____ TEXT

And while teachers are responsible to effectively teach what is true, they can only be effective if those they are teaching reallay want to learn and thing that their teacher has something of value to offer. Sadly, these attitudes are often undeveloped or missing entirely.
Respect is a huge concern in Jewish religious culture. The term is “kavod,” related to the root connoting “weight, substantiality.” In our tradition we read this:
R. Elazar ben Shamua says: Let the kavod of your student be as dear to you as your own, and the kavod of your colleague as the reverence for your rabbi, and the reverence for your rabbi as the reverence for Heaven (Pirkei Avot, 4:15).
The honor expressed in good generelationships needs to flow in both directions, both toward the younger generation, and toward the older. So it is that we read at the end of the Book of Malachi that the messenger announcing the coming of Messiah, “will turn the hearts of fathers to their children and the hearts of children to their fathers, lest I come and strike the land with a decree of utter destruction,” with these words echoed the Gospel According to Luke and applied to John the Baptist, a.k.a. Yochanan ha-Matbil, “he will go before him in the spirit and power of Elijah, to turn the hearts of the fathers to the children, and the disobedient to the wisdom of the just, to make ready for the Lord a people prepared.” Honor flowing from the older generation(s) to the younger, and from the younger to the older is a sign of the Presence of the Kingdom, while the absence of such honor proves that the Kingdom has not yet arrived or is not being taken seriously.

________
____ RECORDS SHOWN

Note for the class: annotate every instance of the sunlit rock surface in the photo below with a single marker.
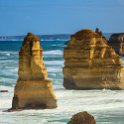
(90, 63)
(82, 118)
(33, 89)
(117, 43)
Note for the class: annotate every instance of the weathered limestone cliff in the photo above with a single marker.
(90, 63)
(117, 43)
(33, 89)
(82, 118)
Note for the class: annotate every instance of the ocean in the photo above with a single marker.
(107, 106)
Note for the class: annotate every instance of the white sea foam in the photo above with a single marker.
(56, 62)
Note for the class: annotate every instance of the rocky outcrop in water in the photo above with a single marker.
(90, 63)
(33, 89)
(82, 118)
(117, 43)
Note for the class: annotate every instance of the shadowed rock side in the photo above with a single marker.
(117, 43)
(90, 63)
(33, 89)
(82, 118)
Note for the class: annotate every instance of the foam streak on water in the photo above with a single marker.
(106, 105)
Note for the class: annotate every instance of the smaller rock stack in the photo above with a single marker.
(117, 43)
(90, 63)
(82, 118)
(33, 89)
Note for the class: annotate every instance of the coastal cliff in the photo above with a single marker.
(117, 43)
(82, 118)
(33, 89)
(90, 63)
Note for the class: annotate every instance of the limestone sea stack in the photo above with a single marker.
(82, 118)
(90, 63)
(33, 89)
(117, 42)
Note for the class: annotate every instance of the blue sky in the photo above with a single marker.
(17, 17)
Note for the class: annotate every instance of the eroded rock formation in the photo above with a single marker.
(90, 63)
(82, 118)
(117, 43)
(33, 89)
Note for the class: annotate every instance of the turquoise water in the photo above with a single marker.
(106, 106)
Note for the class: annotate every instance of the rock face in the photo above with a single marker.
(33, 89)
(82, 118)
(117, 43)
(90, 63)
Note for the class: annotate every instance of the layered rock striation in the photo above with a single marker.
(117, 43)
(82, 118)
(33, 88)
(90, 63)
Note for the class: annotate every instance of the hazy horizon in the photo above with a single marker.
(60, 17)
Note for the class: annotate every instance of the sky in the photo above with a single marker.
(17, 17)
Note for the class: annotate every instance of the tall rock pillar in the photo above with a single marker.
(33, 89)
(90, 63)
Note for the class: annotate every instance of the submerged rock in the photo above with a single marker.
(117, 43)
(82, 118)
(90, 63)
(33, 89)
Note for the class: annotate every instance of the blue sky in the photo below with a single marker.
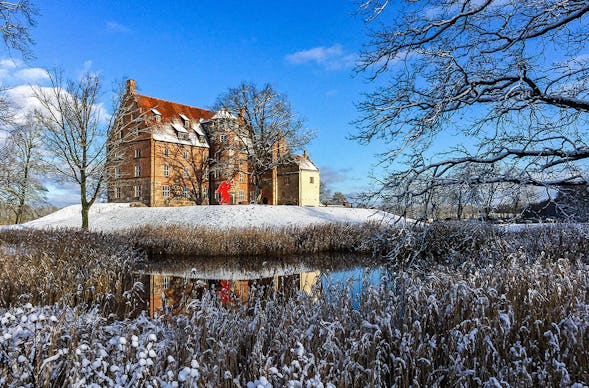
(190, 52)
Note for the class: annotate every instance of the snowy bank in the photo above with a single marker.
(114, 216)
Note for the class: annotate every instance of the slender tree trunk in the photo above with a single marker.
(23, 189)
(85, 205)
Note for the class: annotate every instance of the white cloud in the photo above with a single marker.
(9, 63)
(331, 58)
(113, 26)
(33, 74)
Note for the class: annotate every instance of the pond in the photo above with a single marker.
(170, 283)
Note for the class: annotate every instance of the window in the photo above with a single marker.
(157, 116)
(186, 120)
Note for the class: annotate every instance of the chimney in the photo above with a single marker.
(131, 86)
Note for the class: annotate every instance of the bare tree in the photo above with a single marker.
(22, 167)
(76, 129)
(190, 170)
(324, 193)
(504, 76)
(267, 130)
(16, 20)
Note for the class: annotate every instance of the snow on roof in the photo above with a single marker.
(115, 216)
(167, 134)
(179, 128)
(197, 128)
(223, 114)
(305, 163)
(171, 110)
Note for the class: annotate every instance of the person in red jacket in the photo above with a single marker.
(223, 190)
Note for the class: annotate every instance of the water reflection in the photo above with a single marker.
(171, 283)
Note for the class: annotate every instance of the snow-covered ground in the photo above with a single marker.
(113, 216)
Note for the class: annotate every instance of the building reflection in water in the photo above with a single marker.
(170, 286)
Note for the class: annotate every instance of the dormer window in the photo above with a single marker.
(157, 116)
(185, 120)
(181, 132)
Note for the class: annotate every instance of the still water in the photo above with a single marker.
(172, 283)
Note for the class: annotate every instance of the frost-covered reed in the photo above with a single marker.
(68, 267)
(266, 241)
(464, 307)
(507, 323)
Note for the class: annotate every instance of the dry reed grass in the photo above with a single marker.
(463, 306)
(183, 241)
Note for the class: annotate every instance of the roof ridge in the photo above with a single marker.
(172, 102)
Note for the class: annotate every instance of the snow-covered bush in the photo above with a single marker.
(515, 314)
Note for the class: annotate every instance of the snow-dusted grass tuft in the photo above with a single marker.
(267, 242)
(509, 323)
(465, 306)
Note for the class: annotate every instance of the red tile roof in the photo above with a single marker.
(171, 110)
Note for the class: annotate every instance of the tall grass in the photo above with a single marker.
(463, 305)
(510, 323)
(69, 267)
(248, 242)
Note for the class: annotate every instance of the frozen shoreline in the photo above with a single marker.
(108, 217)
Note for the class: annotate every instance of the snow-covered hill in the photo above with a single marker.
(111, 216)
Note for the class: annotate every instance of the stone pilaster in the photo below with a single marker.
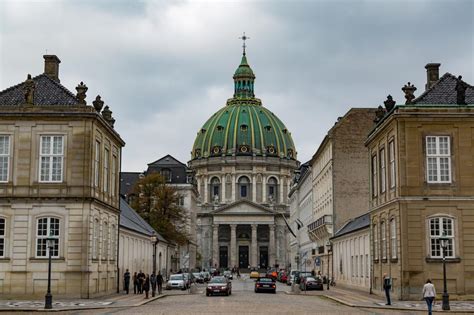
(233, 246)
(271, 245)
(253, 261)
(215, 245)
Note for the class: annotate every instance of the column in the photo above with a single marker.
(233, 188)
(254, 188)
(206, 193)
(215, 245)
(223, 184)
(271, 246)
(233, 246)
(253, 256)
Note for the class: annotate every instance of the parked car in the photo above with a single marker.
(198, 277)
(291, 277)
(228, 274)
(311, 283)
(219, 285)
(176, 281)
(265, 284)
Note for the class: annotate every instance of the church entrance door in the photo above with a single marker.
(264, 257)
(243, 256)
(223, 257)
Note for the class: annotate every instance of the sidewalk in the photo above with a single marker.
(355, 298)
(113, 301)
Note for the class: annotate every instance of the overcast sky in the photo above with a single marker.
(164, 67)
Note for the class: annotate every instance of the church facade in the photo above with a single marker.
(243, 160)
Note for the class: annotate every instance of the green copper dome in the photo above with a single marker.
(244, 126)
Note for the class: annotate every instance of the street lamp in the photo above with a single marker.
(444, 240)
(154, 241)
(48, 299)
(329, 247)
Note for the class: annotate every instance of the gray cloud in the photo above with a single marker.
(165, 67)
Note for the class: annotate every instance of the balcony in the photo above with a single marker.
(321, 228)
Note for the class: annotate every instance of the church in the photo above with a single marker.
(243, 159)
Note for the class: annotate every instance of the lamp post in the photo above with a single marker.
(444, 240)
(48, 299)
(154, 241)
(329, 247)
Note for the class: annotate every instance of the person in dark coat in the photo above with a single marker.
(159, 282)
(153, 283)
(146, 285)
(126, 281)
(135, 283)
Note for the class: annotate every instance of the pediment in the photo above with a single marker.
(243, 207)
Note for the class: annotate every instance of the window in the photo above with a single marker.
(96, 241)
(4, 158)
(438, 226)
(391, 156)
(438, 159)
(393, 238)
(106, 170)
(45, 228)
(383, 237)
(51, 158)
(382, 171)
(374, 175)
(2, 237)
(96, 164)
(376, 244)
(114, 176)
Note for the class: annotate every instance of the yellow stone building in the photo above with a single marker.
(59, 177)
(422, 186)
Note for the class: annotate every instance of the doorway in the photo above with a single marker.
(243, 256)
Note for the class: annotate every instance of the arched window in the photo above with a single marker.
(46, 228)
(441, 226)
(244, 186)
(215, 188)
(272, 189)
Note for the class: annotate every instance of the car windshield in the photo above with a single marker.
(265, 280)
(217, 280)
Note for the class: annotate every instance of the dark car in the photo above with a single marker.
(265, 285)
(311, 283)
(219, 285)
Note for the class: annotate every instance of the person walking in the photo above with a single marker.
(146, 285)
(387, 286)
(429, 293)
(135, 283)
(153, 283)
(159, 282)
(126, 281)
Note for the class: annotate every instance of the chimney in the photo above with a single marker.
(432, 74)
(51, 67)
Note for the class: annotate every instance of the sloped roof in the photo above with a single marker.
(353, 225)
(131, 220)
(47, 92)
(444, 92)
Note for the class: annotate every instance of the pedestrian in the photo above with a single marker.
(153, 283)
(159, 282)
(141, 279)
(146, 285)
(387, 286)
(429, 294)
(126, 281)
(135, 283)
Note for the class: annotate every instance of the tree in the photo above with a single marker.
(158, 203)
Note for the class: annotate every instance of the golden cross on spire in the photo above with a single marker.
(244, 38)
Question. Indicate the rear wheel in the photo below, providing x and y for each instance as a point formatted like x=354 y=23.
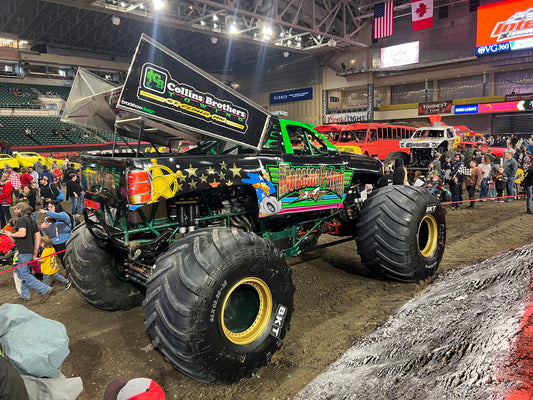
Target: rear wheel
x=401 y=233
x=219 y=304
x=91 y=271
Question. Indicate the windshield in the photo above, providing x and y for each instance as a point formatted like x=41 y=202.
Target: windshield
x=428 y=133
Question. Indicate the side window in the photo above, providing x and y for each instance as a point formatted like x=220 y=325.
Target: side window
x=304 y=141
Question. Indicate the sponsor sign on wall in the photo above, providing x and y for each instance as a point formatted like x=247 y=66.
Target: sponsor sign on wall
x=435 y=107
x=506 y=106
x=291 y=95
x=504 y=26
x=345 y=118
x=402 y=54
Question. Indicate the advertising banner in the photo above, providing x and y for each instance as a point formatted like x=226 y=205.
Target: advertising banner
x=504 y=26
x=435 y=107
x=345 y=118
x=163 y=86
x=291 y=95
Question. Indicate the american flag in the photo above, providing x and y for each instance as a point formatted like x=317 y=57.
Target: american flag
x=383 y=16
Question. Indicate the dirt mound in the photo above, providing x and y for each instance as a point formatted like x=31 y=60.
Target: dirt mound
x=453 y=341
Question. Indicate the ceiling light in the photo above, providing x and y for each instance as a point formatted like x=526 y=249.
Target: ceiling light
x=158 y=4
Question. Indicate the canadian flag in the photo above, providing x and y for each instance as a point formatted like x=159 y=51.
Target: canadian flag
x=422 y=13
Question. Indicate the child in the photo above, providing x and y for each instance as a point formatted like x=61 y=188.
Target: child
x=50 y=264
x=500 y=180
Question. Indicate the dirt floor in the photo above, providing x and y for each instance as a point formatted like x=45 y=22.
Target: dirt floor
x=337 y=304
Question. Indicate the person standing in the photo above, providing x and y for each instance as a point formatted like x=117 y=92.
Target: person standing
x=458 y=171
x=473 y=181
x=75 y=193
x=49 y=191
x=57 y=226
x=510 y=166
x=14 y=179
x=485 y=169
x=5 y=199
x=46 y=172
x=28 y=240
x=500 y=180
x=34 y=174
x=50 y=264
x=38 y=166
x=528 y=185
x=25 y=177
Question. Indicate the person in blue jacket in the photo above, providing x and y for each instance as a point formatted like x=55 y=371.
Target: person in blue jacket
x=57 y=226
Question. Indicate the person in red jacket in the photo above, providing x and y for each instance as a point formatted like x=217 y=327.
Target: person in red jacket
x=25 y=177
x=473 y=181
x=5 y=199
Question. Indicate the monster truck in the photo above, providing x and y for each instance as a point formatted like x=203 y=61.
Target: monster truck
x=200 y=237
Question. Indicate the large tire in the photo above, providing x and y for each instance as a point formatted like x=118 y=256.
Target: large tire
x=219 y=304
x=401 y=233
x=90 y=269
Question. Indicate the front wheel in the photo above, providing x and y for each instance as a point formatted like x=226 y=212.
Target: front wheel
x=219 y=304
x=401 y=233
x=91 y=271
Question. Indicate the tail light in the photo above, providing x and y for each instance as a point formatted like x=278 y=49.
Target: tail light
x=139 y=187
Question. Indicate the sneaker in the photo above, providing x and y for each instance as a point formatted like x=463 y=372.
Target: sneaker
x=21 y=300
x=46 y=296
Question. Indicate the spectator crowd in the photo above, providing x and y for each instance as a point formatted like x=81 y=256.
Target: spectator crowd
x=39 y=189
x=478 y=174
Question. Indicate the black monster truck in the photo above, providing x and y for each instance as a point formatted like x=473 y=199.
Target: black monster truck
x=200 y=237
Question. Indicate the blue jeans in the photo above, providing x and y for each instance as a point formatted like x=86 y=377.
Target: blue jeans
x=28 y=280
x=57 y=276
x=484 y=188
x=5 y=215
x=510 y=186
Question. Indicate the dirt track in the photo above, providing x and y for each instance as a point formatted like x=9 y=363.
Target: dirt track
x=337 y=304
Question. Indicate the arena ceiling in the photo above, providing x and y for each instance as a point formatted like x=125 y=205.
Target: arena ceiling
x=196 y=29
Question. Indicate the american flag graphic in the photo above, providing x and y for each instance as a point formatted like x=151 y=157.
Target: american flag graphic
x=383 y=16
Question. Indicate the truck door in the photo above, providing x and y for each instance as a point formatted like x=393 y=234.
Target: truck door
x=310 y=174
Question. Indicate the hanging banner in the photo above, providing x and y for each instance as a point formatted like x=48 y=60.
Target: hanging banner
x=435 y=107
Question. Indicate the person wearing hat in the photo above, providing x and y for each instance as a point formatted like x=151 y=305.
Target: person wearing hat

________

DIRECTIONS FOR THIS TASK: Resume the passage on respect between teachers and students and between generations, picking up right after its final sentence.

RESPONSE AREA:
Growth in responsible living is a non-negotiable measure of maturity, as irresponsible living is a badge of immaturity. Therefore, within the confines of their respective roles, we may productively guage the maturity of young and old and male and female in our contexts by how each handles their respective responsibilities with regard to tasks, the jobs they should be doing, and relationships, he way they respond to and treat others. Good teaching, good learning, and respect are evidenced when people behave responsibly.
So let's consider some applications of generelational wisdom:
1. In our various working groups, we at Interfaithfulness measure our communal health and fruitfulness by teaching, learning, respect and responsibility. We will seek to also advance these values in the lives of those whom we influence.
2. Good generelations are imperative among those who work or or live together or who are part of extended relational units such as families. While most people are careful in their relationships with peers, few pay proper attention to how they relate to other generations.
3. Relationships with prior or succeeding generations call for generation specific skills and therefore require training and skills. At Interfaithfulness, this is one of our areas of contribution and concentration, especially as we counsel people at the interesection of the Christian and Jewish worlds, where relationship can grow toxic due to old tensions and negative perceptions
4. Groups, families, and organizations of all kinds will benefit or suffer depending upon their generelational skills and awareness.
So how is it with you? Your family? Your congregation? How good are your generationshsips as evidenced in teaching, learning, respect and responsibility. What are you going to do to improve things, and if you don't, what might it cost you?